**Stored items in a collection**
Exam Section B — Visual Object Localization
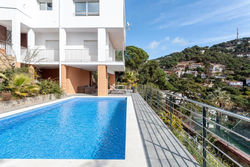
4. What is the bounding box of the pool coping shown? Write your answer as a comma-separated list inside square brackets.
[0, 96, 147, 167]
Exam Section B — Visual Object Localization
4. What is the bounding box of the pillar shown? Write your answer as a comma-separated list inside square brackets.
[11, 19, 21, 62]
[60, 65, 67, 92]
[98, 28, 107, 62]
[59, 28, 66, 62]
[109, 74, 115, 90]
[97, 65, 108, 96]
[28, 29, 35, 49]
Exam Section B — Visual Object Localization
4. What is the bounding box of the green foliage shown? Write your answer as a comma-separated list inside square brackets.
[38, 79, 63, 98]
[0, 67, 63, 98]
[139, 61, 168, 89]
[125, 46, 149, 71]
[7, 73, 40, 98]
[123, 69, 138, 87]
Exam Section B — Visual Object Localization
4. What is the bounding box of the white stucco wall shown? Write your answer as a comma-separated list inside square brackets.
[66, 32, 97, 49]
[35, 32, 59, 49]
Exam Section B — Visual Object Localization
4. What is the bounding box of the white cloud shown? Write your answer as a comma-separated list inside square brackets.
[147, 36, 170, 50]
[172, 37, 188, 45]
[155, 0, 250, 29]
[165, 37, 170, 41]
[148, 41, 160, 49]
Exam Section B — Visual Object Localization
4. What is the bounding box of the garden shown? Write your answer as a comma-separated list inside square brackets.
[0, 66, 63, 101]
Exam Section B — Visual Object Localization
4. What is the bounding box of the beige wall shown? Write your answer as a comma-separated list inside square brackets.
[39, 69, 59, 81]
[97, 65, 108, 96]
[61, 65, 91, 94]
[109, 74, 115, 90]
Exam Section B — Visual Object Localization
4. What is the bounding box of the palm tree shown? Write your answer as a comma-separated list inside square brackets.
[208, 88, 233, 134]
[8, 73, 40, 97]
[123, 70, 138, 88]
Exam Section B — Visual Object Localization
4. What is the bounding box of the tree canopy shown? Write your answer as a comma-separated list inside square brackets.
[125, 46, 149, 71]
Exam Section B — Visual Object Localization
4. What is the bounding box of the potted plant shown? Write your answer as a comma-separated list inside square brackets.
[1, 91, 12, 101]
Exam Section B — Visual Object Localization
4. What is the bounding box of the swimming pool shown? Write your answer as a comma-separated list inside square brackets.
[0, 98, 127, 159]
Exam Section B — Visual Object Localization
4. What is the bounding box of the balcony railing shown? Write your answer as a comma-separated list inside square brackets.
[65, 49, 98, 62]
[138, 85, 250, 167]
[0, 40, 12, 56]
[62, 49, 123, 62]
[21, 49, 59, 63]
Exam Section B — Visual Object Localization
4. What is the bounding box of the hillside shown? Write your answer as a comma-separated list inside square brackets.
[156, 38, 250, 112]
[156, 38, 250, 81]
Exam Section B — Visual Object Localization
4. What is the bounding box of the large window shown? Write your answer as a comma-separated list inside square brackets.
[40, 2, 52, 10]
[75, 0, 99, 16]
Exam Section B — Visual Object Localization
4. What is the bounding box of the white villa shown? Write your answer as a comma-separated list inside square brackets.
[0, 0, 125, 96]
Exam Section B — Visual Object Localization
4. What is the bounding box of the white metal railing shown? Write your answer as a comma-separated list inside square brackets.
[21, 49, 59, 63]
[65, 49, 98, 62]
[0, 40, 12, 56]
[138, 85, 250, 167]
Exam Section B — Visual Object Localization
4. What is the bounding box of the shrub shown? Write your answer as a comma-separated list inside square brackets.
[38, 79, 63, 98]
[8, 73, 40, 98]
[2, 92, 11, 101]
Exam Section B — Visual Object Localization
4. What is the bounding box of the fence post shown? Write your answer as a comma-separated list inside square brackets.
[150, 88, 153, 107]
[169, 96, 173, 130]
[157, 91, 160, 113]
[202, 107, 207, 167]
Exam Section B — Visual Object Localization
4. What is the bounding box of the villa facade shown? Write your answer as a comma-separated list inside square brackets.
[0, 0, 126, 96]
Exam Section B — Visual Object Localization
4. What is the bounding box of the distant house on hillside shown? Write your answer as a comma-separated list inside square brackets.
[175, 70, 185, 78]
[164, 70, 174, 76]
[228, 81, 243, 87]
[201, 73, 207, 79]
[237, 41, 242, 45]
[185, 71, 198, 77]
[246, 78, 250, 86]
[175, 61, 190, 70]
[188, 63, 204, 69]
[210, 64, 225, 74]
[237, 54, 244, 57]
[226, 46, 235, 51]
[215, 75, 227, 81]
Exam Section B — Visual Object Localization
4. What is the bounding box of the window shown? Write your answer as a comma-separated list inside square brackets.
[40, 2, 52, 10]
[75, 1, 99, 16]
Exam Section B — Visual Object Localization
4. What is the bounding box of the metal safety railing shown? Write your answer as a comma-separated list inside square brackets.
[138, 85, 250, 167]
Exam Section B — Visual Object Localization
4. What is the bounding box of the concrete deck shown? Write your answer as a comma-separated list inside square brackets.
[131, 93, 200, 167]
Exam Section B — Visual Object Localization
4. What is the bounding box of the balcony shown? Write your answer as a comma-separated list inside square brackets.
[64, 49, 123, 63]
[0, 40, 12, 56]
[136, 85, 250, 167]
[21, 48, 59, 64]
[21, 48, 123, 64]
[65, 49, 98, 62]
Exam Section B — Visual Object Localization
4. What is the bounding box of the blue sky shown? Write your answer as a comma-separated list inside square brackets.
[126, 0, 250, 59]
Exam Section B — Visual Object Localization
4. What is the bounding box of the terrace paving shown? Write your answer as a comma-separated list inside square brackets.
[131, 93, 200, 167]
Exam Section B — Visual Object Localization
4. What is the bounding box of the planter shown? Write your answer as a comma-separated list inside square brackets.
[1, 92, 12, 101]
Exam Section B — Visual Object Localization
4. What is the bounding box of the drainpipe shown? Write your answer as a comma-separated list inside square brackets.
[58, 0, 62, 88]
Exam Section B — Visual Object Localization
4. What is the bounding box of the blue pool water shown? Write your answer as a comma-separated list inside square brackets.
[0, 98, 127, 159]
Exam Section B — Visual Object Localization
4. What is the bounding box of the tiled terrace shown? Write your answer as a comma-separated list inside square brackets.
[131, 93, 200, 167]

**Task to complete**
State how many lines of the records above contain the string "hillside", treating uppercase and lowercase letters as distinct. Give only the number.

**Completed task**
2